[TEXT]:
========================================

The present invention relates in general to preoperative medical procedures, and in particular to a system and method for minimizing wound complications during surgery.

Dramatic weight loss has many benefits. But after any substantial amount of weight loss due to weight loss surgery and/or lifestyle changes, the skin and tissues often lack the elasticity to conform to the reduced body size. Surgical body contouring following major weight loss, pregnancy, or because of the normal ageing process, removes excess sagging skin and fat while restoring or improving the shape of the body. The result is a better-proportioned appearance, smoother contours, and often improved functionality. As a result, the demand for body contouring surgery continues to rise.

One increasingly popular procedure that enhances the functional and aesthetic outcomes in this population is that of abdominoplasty. According to the American Society of Plastic Surgeons, the number of abdominoplasties has risen 107 percent since 2000, up to 130,081 procedures in the United States in 2018. Other body contouring procedures such as brachioplasty and thighplasty have likewise increased in the United States and worldwide in a similar fashion. Although popularity of plastic surgery is on the rise, wound complications reported as high as 51.8 percent in bariatric patients have plagued these procedures.

========================================

[DATA TO EXAMINE]:
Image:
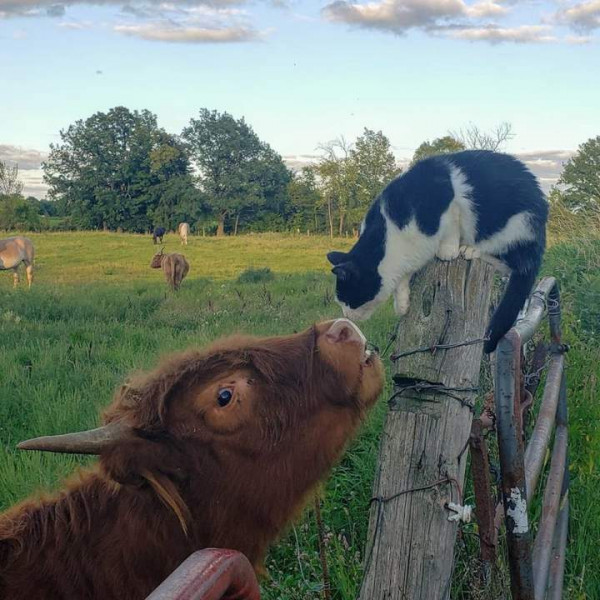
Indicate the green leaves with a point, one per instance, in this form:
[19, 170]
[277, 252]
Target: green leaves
[443, 145]
[113, 169]
[237, 171]
[581, 175]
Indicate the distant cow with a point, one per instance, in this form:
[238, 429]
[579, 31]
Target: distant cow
[13, 252]
[174, 266]
[218, 447]
[184, 231]
[157, 234]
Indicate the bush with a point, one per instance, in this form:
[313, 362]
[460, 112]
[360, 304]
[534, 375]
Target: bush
[256, 275]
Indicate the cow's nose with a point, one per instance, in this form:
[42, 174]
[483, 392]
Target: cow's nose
[344, 331]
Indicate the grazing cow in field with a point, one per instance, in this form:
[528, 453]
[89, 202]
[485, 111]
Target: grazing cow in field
[13, 252]
[215, 448]
[157, 234]
[184, 231]
[174, 266]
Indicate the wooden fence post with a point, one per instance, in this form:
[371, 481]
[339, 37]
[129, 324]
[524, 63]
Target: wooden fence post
[423, 453]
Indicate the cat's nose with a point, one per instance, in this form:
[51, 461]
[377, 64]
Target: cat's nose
[345, 331]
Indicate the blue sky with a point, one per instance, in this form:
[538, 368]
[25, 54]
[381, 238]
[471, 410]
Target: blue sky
[305, 72]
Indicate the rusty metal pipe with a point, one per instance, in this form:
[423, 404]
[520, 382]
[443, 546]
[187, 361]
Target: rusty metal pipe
[540, 438]
[557, 566]
[210, 574]
[542, 549]
[538, 302]
[510, 446]
[484, 502]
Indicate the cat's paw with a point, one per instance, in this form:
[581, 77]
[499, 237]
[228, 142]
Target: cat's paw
[447, 252]
[401, 305]
[401, 308]
[469, 252]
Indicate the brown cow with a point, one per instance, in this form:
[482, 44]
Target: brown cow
[174, 266]
[13, 252]
[215, 448]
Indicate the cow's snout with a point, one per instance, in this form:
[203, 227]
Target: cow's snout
[345, 331]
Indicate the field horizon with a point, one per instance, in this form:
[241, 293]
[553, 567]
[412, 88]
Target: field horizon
[97, 312]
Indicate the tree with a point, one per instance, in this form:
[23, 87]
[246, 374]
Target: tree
[238, 172]
[304, 200]
[16, 212]
[337, 173]
[581, 176]
[353, 175]
[443, 145]
[375, 167]
[473, 138]
[109, 170]
[9, 180]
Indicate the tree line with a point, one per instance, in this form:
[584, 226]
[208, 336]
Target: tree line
[120, 171]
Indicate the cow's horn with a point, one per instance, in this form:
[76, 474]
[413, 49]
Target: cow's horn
[92, 441]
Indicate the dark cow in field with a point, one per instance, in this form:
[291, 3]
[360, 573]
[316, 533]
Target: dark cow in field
[157, 234]
[174, 266]
[215, 448]
[13, 252]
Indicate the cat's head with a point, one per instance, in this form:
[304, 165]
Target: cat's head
[358, 287]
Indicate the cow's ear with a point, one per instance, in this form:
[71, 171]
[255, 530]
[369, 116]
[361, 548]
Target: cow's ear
[337, 258]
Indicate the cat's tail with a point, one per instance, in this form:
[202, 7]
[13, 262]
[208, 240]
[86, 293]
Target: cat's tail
[516, 292]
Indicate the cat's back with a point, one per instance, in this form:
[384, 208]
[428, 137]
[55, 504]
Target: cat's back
[501, 186]
[495, 177]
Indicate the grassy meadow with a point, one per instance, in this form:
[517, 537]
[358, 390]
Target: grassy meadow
[97, 312]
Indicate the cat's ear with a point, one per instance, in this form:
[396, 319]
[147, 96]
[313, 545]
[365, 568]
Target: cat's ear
[337, 258]
[344, 271]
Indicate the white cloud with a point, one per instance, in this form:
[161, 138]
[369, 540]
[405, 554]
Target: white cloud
[546, 165]
[20, 8]
[452, 18]
[396, 16]
[167, 32]
[29, 162]
[25, 158]
[477, 21]
[578, 39]
[486, 9]
[523, 34]
[584, 16]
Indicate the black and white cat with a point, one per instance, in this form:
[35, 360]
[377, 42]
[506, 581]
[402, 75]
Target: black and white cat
[474, 202]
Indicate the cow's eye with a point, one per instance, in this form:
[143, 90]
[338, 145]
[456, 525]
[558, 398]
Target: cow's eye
[224, 397]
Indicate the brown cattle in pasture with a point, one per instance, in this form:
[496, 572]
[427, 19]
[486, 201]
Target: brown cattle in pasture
[215, 448]
[13, 252]
[184, 232]
[174, 266]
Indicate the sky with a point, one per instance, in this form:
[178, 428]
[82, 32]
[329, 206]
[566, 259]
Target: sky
[304, 72]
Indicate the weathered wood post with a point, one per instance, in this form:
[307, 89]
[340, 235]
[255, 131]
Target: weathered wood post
[423, 453]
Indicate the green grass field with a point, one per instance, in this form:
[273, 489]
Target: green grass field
[97, 312]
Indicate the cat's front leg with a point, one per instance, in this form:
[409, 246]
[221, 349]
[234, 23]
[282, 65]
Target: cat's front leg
[402, 296]
[450, 239]
[469, 252]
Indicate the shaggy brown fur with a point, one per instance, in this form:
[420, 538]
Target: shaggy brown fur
[174, 266]
[197, 473]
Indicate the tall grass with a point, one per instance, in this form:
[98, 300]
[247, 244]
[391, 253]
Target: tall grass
[97, 312]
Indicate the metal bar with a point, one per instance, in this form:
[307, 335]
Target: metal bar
[542, 432]
[538, 303]
[484, 502]
[210, 574]
[554, 314]
[557, 567]
[542, 548]
[510, 445]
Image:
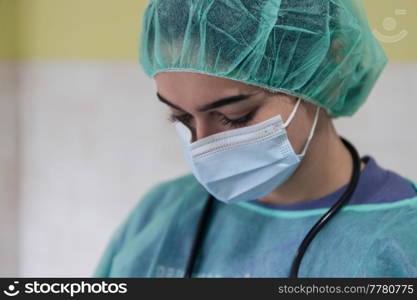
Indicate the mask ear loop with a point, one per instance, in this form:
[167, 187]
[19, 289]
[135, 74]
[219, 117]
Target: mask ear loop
[292, 113]
[313, 128]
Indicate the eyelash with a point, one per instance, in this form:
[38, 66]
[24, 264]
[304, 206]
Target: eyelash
[225, 121]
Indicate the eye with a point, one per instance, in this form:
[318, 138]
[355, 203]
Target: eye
[238, 122]
[185, 118]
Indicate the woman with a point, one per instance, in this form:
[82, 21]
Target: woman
[274, 191]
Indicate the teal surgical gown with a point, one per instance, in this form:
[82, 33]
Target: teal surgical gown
[375, 235]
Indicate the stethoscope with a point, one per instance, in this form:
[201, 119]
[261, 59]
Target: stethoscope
[202, 225]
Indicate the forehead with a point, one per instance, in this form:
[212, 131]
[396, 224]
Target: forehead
[184, 84]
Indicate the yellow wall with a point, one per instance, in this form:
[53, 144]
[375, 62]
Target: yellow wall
[7, 29]
[380, 10]
[109, 29]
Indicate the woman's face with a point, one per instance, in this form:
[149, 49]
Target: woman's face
[208, 105]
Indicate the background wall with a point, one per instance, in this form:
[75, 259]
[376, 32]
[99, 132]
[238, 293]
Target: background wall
[83, 136]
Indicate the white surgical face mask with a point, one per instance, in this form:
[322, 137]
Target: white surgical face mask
[245, 163]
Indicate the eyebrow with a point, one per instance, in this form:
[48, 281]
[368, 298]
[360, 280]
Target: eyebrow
[215, 104]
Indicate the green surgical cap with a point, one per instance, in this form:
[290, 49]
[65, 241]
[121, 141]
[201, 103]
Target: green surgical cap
[322, 51]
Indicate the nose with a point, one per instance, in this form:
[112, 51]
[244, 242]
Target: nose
[203, 129]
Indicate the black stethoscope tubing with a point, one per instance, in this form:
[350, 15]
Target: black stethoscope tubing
[307, 239]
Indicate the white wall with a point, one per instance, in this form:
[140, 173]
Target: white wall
[94, 138]
[8, 171]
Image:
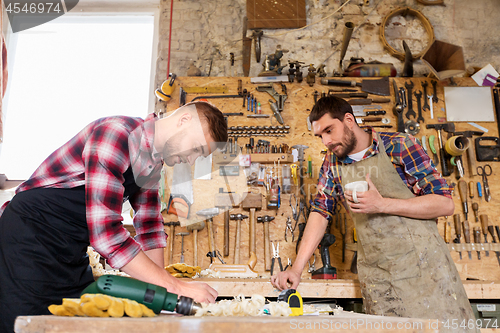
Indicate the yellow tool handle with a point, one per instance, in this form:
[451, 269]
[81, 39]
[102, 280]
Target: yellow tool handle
[211, 239]
[458, 229]
[466, 231]
[294, 174]
[484, 223]
[447, 232]
[471, 189]
[462, 189]
[477, 235]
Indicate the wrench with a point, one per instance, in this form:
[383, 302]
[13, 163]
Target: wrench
[425, 84]
[410, 112]
[430, 103]
[418, 95]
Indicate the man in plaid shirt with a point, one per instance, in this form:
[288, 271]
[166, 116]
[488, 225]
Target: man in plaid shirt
[75, 198]
[404, 266]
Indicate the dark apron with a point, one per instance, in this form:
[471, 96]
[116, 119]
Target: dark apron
[43, 250]
[404, 266]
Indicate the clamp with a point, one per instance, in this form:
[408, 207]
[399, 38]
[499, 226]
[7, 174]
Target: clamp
[276, 255]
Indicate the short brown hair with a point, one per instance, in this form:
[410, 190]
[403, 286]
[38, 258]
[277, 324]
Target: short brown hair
[214, 119]
[336, 107]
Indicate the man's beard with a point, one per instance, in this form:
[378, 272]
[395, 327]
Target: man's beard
[348, 143]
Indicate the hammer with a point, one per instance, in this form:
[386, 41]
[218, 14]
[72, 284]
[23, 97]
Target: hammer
[448, 127]
[224, 201]
[237, 218]
[267, 243]
[470, 151]
[171, 234]
[182, 234]
[195, 227]
[209, 214]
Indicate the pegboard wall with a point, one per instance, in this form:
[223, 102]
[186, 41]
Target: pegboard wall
[296, 109]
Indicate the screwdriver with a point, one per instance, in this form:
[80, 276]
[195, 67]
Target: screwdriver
[458, 231]
[484, 225]
[477, 239]
[467, 236]
[492, 233]
[462, 189]
[471, 190]
[475, 209]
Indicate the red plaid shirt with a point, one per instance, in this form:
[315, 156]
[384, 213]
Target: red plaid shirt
[97, 157]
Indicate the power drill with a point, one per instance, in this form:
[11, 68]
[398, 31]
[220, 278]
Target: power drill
[154, 297]
[327, 271]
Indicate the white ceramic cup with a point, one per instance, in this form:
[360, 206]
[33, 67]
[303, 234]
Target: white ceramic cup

========================================

[REQUIRED ACTION 1]:
From the body contouring text, reproduce the passage starting at "The present invention" and ending at "complications during surgery.".
[REQUIRED ACTION 2]:
According to the body contouring text, how many abdominoplasties were performed in the United States in 2018?

[RESPONSE BOX 1]:
The present invention relates in general to preoperative medical procedures, and in particular to a system and method for minimizing wound complications during surgery.

[RESPONSE BOX 2]:
130,081